What is needed: Each entry here needs to be given again exactly.

----------

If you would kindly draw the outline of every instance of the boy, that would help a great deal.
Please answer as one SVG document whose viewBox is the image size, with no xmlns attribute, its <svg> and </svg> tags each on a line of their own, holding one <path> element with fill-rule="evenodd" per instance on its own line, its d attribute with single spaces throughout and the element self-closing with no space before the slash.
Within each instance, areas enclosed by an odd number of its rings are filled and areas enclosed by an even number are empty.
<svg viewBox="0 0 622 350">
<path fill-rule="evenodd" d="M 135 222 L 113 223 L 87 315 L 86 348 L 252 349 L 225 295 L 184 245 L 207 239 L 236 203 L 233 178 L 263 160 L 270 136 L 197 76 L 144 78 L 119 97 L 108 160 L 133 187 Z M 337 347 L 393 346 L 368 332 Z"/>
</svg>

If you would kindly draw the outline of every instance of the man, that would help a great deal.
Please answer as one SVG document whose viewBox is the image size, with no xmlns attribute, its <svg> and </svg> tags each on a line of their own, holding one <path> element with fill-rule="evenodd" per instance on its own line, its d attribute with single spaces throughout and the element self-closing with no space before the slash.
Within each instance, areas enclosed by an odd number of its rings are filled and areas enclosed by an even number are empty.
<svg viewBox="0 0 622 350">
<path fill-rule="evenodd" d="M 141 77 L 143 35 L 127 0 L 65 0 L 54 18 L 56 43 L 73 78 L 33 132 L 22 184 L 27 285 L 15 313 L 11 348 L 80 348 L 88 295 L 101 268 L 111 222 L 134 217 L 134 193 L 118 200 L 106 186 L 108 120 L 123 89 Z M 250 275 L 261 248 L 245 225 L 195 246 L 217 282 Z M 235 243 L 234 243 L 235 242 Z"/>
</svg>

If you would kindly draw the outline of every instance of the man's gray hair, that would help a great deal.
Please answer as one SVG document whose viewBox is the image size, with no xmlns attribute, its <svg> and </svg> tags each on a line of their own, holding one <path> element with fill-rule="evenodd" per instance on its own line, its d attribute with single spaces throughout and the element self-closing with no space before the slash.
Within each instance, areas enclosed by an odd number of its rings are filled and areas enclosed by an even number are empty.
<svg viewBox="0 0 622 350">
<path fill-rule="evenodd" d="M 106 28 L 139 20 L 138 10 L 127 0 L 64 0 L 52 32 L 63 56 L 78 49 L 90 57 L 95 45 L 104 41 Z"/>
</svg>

----------

Exercise solution:
If you would kindly draw the outline of every instance of the boy, that would help a great deal.
Please answer as one SVG document whose viewBox is the image size, with no xmlns attribute, its <svg> and </svg> tags each on a line of their own, holding one <path> element with fill-rule="evenodd" per instance on its own line, its d attribute with single spaces throughout and the element self-closing with no space before the slash.
Within each instance, areas enclosed by an odd number of its rings are filled and areas enclosed by an even number are empty.
<svg viewBox="0 0 622 350">
<path fill-rule="evenodd" d="M 135 222 L 113 223 L 87 315 L 86 348 L 252 349 L 225 295 L 184 245 L 207 239 L 236 203 L 233 178 L 263 160 L 270 136 L 197 76 L 144 78 L 119 97 L 108 160 L 133 187 Z M 337 347 L 393 346 L 368 332 Z"/>
</svg>

If you would kindly draw the outline of every instance of the man, that would help a great deal.
Please answer as one SVG document whose viewBox is the image size, with no xmlns attribute, its <svg> and </svg> tags each on a line of their own, holding one <path> element with fill-rule="evenodd" per instance on its own line, its d attribute with single spaces throughout and the element self-closing with no space before the slash.
Within each instance, areas enclosed by an odd number of its rings are filled and areas enclosed by an even number are empty.
<svg viewBox="0 0 622 350">
<path fill-rule="evenodd" d="M 141 77 L 143 35 L 127 0 L 65 0 L 54 18 L 56 43 L 73 78 L 33 132 L 22 184 L 27 285 L 15 313 L 11 348 L 80 348 L 88 295 L 101 268 L 111 222 L 134 217 L 134 193 L 118 200 L 106 186 L 108 120 L 123 89 Z M 250 275 L 261 248 L 245 225 L 195 246 L 217 282 Z M 235 243 L 234 243 L 235 242 Z"/>
</svg>

If you would kindly draw the outline of every instance of the man's gray hair, that would help a great deal.
Please answer as one SVG document whose viewBox is the image size, with no xmlns attribute, its <svg> and </svg> tags each on a line of their own, holding one <path> element with fill-rule="evenodd" per instance on its own line, its d attribute with single spaces throughout and the element self-closing with no space before the slash.
Within each instance, areas enclosed by an odd number of its rings are filled and areas enclosed by an even number are empty.
<svg viewBox="0 0 622 350">
<path fill-rule="evenodd" d="M 106 28 L 139 20 L 138 10 L 127 0 L 64 0 L 52 32 L 63 56 L 78 49 L 90 57 L 95 45 L 104 41 Z"/>
</svg>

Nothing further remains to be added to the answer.